## start Dataset records

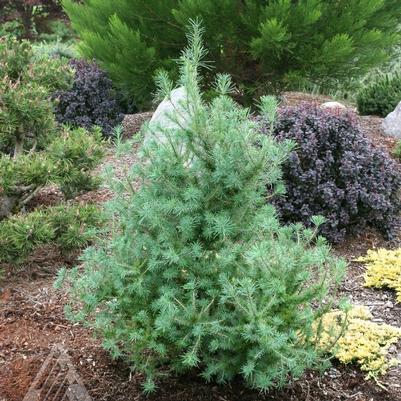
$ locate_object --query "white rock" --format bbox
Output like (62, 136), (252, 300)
(320, 102), (347, 111)
(144, 87), (189, 145)
(382, 102), (401, 138)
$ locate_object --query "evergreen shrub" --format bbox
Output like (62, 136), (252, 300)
(0, 204), (102, 264)
(60, 23), (344, 391)
(54, 60), (124, 136)
(357, 72), (401, 117)
(265, 104), (401, 242)
(0, 38), (103, 262)
(63, 0), (401, 109)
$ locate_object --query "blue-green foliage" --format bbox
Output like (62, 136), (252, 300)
(61, 24), (344, 391)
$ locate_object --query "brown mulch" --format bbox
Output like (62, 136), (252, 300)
(0, 101), (401, 401)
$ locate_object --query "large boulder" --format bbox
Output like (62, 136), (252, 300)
(382, 102), (401, 139)
(144, 87), (190, 144)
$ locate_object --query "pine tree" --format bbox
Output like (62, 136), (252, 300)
(61, 23), (344, 391)
(64, 0), (401, 108)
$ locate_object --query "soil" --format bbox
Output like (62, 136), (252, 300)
(0, 97), (401, 401)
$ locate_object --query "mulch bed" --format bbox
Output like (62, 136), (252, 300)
(0, 95), (401, 401)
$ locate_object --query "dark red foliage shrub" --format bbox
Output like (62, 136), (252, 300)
(54, 60), (124, 136)
(265, 104), (401, 242)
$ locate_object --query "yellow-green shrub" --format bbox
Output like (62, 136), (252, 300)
(318, 306), (401, 378)
(357, 248), (401, 302)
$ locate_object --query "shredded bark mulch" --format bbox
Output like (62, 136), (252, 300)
(0, 99), (401, 401)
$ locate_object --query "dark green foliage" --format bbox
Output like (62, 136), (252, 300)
(47, 128), (104, 199)
(61, 25), (344, 391)
(53, 60), (124, 136)
(0, 38), (103, 263)
(63, 0), (401, 108)
(357, 72), (401, 117)
(260, 104), (401, 242)
(0, 0), (61, 39)
(0, 205), (102, 264)
(0, 39), (72, 156)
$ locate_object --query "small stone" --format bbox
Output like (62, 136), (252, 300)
(382, 102), (401, 138)
(384, 301), (394, 309)
(144, 87), (190, 148)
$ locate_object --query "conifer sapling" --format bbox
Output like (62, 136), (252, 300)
(62, 22), (344, 391)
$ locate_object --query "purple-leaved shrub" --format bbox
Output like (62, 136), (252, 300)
(54, 60), (124, 136)
(260, 104), (401, 243)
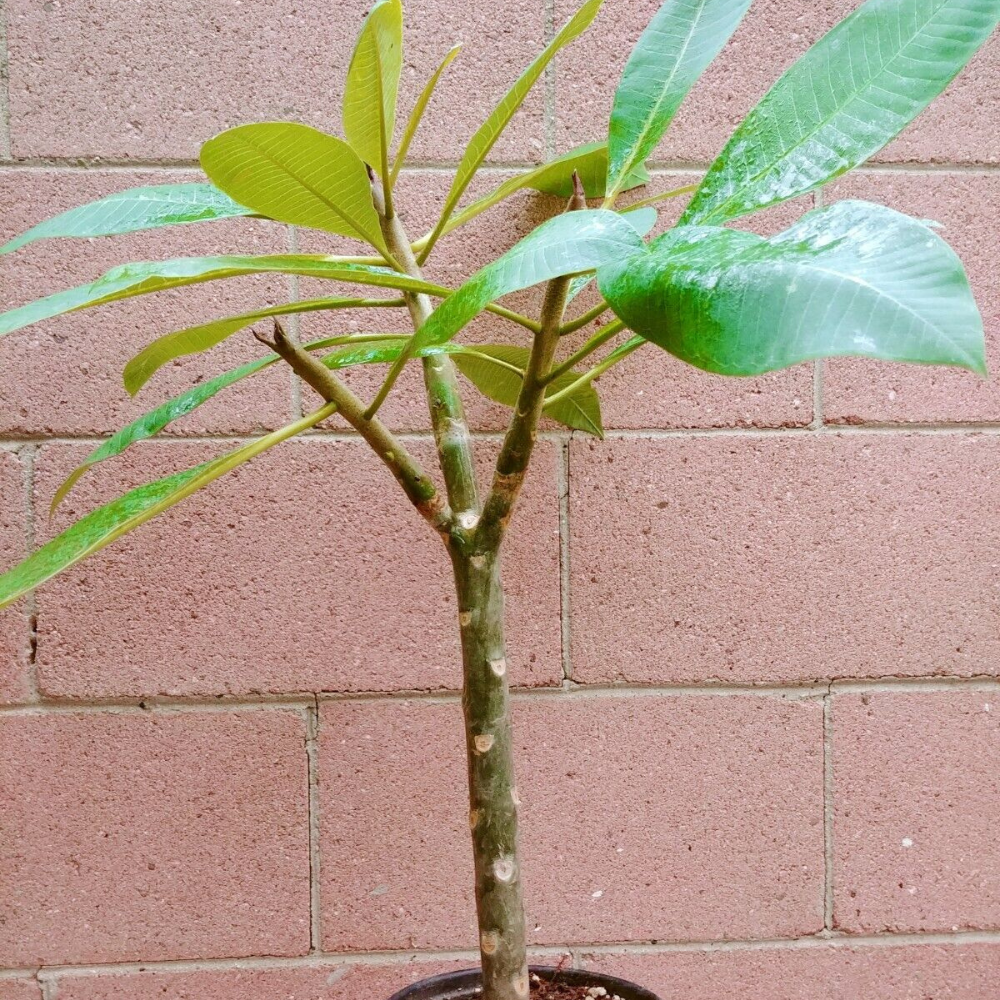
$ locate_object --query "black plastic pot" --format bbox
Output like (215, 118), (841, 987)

## end Dataset records

From the material above, select every line that contains the word "foliage" and copy each such line in full.

◆ Written response
$ locate_object --query "blue-green foliage" --format bbox
$ locate_object --query "dark red foliage shrub" --format bbox
$ locate_object --query "dark green foliage" --format bbox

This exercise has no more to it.